§ **WHAT TO WORK ON**
Set down, exactly, every line from the top of the listing through the one holding "Where can the wooden floor".

──────── DATA TO EXAMINE ────────

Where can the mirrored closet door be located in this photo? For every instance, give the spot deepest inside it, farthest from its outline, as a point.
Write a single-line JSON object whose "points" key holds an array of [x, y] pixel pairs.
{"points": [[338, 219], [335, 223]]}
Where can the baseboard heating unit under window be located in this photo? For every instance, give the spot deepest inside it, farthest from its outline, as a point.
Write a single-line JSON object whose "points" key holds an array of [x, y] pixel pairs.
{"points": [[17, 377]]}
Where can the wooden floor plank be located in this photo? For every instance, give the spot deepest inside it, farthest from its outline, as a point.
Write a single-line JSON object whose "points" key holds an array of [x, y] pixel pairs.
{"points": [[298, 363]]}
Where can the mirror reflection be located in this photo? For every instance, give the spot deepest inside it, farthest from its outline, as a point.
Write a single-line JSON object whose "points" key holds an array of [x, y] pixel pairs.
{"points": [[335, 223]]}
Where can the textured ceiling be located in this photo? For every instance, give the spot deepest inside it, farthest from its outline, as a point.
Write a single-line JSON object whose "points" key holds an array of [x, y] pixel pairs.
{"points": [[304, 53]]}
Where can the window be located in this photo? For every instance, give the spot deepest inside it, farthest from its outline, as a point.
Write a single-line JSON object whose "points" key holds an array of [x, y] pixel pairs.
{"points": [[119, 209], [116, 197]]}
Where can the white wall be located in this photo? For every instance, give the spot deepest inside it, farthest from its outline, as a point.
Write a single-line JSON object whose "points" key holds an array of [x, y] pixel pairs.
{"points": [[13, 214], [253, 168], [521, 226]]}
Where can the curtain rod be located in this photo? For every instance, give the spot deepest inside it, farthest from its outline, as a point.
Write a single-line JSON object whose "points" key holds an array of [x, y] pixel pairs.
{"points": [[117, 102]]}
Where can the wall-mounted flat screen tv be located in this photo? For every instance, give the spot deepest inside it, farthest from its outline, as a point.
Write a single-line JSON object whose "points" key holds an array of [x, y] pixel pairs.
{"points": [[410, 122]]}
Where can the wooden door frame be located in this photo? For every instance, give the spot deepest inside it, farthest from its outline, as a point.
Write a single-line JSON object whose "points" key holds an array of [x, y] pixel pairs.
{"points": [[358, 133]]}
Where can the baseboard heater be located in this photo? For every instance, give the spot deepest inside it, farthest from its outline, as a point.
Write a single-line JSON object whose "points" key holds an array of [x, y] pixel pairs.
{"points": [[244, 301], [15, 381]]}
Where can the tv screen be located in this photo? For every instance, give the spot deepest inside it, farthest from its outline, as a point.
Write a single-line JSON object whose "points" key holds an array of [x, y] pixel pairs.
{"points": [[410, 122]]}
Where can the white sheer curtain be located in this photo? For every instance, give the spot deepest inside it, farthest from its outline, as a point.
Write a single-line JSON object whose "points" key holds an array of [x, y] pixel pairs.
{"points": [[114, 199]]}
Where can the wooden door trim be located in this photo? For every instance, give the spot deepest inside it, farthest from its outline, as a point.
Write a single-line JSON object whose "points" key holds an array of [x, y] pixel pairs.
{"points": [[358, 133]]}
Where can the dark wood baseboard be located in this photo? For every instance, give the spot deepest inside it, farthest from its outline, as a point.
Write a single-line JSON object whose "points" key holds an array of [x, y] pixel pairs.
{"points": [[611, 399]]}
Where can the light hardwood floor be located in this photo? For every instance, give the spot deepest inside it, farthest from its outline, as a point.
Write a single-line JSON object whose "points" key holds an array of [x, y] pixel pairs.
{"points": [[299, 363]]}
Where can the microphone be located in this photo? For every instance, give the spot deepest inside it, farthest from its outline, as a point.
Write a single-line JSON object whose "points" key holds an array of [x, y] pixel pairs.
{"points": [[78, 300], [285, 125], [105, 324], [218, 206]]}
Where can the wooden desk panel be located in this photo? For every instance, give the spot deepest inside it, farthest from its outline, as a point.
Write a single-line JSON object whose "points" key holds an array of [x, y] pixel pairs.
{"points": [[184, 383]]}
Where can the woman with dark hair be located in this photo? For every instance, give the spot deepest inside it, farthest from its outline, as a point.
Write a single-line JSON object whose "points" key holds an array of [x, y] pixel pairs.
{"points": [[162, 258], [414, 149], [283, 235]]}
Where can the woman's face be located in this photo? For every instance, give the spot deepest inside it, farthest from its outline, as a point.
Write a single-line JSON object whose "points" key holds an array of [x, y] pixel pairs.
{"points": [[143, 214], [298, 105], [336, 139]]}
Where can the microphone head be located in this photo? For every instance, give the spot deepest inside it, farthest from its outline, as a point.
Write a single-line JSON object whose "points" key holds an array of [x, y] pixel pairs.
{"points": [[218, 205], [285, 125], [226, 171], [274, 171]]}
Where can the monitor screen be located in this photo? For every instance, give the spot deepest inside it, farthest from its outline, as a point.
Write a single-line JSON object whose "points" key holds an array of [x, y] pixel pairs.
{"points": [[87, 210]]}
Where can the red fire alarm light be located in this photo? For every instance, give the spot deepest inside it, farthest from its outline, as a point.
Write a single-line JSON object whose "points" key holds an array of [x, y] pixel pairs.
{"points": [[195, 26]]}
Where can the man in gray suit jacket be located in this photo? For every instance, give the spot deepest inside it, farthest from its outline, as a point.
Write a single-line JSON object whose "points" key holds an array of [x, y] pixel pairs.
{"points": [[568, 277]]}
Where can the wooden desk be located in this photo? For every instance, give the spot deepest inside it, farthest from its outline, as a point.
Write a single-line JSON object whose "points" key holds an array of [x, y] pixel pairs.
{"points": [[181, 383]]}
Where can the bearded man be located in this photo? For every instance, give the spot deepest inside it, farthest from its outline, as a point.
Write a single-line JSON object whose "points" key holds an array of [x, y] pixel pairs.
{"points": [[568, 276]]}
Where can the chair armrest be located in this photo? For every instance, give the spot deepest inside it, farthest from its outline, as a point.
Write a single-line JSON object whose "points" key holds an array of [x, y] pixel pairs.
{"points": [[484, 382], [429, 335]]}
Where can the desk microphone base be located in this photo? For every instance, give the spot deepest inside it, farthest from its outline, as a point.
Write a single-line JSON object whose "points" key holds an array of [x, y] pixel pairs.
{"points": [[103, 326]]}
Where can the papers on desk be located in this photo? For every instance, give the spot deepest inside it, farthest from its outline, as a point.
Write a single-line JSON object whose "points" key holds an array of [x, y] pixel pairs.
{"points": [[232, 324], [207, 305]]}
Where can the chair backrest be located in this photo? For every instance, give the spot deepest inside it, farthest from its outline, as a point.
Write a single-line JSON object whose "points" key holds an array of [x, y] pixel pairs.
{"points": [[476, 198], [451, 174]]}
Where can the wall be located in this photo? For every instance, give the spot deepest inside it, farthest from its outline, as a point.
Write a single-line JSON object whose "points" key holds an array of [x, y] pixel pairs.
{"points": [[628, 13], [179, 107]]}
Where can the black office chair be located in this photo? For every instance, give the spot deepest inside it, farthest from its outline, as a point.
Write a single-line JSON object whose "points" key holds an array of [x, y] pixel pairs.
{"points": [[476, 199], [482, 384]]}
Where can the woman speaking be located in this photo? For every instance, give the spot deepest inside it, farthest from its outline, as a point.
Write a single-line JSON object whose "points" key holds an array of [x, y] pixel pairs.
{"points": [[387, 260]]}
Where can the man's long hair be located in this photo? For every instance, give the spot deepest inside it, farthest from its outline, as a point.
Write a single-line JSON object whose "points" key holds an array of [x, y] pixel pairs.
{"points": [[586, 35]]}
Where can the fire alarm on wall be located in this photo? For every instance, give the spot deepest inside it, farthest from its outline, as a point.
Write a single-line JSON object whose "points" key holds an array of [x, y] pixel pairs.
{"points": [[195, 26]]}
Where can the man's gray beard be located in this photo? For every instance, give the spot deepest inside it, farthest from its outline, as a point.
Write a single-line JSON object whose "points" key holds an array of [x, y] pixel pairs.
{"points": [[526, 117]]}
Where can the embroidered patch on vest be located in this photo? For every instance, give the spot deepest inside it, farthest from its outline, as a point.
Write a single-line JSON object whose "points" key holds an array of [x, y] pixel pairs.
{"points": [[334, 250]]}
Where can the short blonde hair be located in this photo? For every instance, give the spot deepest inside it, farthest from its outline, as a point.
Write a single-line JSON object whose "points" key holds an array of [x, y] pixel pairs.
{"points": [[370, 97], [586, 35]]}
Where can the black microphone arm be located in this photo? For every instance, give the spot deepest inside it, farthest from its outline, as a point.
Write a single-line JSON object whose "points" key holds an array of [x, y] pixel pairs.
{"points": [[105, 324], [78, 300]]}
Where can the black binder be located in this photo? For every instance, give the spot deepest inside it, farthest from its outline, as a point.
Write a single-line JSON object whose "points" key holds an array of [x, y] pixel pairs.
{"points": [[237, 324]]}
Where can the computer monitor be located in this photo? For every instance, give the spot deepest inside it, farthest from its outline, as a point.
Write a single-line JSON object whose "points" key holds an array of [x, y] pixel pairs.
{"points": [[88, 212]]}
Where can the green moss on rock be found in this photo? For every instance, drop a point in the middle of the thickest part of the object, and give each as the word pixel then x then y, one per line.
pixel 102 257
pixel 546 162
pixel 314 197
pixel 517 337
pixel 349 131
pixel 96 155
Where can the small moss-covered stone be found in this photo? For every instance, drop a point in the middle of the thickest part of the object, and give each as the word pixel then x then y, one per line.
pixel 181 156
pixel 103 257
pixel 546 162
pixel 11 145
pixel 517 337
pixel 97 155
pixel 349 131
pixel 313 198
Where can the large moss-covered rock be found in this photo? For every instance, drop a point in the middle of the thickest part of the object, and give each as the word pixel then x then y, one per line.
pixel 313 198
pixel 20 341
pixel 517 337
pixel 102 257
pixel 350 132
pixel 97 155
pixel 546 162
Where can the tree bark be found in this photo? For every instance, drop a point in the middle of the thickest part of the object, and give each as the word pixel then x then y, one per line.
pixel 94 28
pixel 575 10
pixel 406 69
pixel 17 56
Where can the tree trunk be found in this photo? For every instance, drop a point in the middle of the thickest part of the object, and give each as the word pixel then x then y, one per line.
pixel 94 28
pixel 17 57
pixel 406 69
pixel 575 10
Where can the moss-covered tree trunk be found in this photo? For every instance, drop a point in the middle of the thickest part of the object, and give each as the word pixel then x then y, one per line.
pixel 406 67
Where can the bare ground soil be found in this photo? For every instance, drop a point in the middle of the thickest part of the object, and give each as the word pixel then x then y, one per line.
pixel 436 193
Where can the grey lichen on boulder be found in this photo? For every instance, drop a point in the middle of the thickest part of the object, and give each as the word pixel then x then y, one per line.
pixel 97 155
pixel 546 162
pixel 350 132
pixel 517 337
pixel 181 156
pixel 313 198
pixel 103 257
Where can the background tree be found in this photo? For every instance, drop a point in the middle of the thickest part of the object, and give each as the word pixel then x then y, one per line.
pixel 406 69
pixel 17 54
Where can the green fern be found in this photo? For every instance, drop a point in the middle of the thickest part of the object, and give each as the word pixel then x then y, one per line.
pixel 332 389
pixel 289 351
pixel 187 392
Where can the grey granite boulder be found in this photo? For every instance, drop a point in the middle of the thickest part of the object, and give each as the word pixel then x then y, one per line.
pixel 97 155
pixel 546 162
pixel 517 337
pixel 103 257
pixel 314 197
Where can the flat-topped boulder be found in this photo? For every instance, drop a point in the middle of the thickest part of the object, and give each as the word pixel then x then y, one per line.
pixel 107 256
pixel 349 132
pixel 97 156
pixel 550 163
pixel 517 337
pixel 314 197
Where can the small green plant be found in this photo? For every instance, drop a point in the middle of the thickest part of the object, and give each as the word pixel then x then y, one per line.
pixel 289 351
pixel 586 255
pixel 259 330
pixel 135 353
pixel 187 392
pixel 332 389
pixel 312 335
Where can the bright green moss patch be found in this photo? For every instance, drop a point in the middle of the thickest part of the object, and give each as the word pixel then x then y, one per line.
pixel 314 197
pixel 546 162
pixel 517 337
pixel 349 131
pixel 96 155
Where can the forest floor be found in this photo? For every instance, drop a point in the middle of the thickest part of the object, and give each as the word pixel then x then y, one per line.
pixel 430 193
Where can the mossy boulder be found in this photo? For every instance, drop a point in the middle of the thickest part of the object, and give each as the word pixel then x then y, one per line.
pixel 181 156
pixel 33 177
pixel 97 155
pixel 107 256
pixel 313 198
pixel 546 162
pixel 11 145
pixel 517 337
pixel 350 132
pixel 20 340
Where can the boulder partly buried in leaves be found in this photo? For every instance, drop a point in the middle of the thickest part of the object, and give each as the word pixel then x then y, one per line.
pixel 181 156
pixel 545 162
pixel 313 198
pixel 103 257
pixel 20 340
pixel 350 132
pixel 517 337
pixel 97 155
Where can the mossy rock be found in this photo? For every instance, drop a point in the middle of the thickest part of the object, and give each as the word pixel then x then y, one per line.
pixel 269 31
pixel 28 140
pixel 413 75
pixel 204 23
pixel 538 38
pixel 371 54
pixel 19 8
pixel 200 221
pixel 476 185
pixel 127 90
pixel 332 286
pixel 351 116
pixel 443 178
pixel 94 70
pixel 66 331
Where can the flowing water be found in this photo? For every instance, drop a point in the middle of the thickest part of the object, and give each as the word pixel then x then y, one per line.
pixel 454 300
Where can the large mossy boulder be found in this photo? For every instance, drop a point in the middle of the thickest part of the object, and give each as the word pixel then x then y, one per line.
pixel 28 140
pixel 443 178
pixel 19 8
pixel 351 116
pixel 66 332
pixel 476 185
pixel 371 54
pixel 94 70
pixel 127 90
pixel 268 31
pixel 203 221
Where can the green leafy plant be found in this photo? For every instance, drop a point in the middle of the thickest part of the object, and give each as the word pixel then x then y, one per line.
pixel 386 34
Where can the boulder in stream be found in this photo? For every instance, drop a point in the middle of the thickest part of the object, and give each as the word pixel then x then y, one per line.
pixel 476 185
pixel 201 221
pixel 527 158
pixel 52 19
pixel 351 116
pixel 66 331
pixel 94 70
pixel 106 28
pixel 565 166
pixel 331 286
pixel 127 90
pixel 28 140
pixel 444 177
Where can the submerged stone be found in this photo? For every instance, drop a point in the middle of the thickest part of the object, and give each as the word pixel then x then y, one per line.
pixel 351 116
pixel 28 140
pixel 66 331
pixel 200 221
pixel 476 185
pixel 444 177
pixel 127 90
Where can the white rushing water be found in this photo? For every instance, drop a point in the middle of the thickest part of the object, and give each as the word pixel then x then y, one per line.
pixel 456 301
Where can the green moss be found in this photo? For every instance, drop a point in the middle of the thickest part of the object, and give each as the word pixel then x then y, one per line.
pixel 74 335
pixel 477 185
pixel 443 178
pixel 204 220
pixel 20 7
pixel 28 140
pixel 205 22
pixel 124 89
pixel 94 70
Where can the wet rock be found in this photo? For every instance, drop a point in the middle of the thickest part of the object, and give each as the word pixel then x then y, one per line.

────────

§ **RESULT FOR THIS EXERCISE**
Where can the mirrored closet door be located in this photo? For every instance, give the spot deepest inside it, farthest from its outline, as a point.
Write a single-line JSON object whose "points" key holds an array of [x, y] pixel pairs.
{"points": [[338, 219], [335, 223]]}
Where can the baseboard heating unit under window be located in this photo? For every instance, give the spot deepest inside it, farthest from its outline, as a point.
Write a single-line JSON object whose "points" key holds an array of [x, y] pixel pairs.
{"points": [[17, 377]]}
Where can the wooden floor plank be located in this photo? For every instance, give the spot deepest inside it, farthest from its outline, as a point.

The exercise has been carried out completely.